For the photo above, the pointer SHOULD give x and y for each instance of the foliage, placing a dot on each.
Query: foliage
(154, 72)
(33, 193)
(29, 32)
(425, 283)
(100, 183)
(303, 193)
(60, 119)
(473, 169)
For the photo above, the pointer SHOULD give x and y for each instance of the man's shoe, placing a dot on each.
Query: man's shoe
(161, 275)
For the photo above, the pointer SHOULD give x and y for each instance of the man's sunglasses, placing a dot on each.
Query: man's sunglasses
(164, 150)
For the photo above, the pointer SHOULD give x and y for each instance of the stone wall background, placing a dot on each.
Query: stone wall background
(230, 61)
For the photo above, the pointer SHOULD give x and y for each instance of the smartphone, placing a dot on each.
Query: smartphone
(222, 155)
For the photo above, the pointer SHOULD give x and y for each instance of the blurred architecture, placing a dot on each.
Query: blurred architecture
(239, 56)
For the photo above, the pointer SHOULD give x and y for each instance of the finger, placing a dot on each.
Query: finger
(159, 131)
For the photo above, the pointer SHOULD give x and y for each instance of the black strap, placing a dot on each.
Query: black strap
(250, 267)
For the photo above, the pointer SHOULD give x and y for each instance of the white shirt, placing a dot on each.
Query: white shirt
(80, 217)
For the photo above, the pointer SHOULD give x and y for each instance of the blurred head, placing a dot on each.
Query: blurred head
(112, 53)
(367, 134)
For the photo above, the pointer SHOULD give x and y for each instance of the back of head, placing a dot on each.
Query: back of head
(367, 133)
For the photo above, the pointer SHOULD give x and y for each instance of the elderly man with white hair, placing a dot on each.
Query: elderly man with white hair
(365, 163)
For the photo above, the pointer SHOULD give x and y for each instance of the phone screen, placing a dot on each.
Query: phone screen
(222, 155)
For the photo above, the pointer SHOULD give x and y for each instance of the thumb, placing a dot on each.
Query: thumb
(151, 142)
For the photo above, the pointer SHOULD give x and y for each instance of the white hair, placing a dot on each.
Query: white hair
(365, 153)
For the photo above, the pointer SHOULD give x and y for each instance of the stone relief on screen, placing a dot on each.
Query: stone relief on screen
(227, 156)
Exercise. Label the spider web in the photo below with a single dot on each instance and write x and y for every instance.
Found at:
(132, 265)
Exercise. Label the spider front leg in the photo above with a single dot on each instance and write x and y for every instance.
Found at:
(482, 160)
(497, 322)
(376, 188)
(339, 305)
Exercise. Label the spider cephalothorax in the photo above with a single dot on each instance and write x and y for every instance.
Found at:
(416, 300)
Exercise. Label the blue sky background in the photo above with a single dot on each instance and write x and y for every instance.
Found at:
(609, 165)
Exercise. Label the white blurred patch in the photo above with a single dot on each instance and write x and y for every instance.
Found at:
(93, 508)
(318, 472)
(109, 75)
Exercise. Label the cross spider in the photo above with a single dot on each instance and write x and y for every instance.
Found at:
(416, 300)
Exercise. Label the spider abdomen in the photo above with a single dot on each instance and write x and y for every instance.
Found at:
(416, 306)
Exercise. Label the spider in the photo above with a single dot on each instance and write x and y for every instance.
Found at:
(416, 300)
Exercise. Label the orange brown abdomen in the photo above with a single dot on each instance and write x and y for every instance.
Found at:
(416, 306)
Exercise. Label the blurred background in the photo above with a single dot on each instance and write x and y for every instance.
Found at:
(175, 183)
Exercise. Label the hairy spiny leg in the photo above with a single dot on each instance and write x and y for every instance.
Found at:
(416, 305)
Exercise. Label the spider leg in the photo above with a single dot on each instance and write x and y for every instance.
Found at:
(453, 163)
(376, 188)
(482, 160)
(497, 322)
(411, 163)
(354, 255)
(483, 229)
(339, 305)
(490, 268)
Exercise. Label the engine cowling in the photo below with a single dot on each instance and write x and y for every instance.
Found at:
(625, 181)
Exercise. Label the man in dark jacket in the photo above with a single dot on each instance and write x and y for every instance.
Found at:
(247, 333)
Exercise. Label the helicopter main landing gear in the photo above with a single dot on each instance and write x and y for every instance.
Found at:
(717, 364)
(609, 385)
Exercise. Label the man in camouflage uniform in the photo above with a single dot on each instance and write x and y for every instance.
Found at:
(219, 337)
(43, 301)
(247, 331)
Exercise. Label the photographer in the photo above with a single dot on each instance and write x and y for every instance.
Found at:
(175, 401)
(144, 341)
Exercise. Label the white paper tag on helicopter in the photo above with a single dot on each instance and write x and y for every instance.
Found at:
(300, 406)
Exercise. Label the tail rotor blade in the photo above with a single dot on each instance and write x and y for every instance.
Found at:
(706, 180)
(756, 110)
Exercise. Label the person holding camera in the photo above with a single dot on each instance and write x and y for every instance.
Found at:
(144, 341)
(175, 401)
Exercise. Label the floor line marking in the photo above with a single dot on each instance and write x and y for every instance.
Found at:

▶ Instructions to follow: Gather all lines with the string "below" from the data.

▶ Response area:
Exercise. Label the spider web in the photo below with a single dot on each instance and write x and y for every instance.
Exercise. Label the engine cowling in the photo below with a single dot on each instance and write x and y for every instance.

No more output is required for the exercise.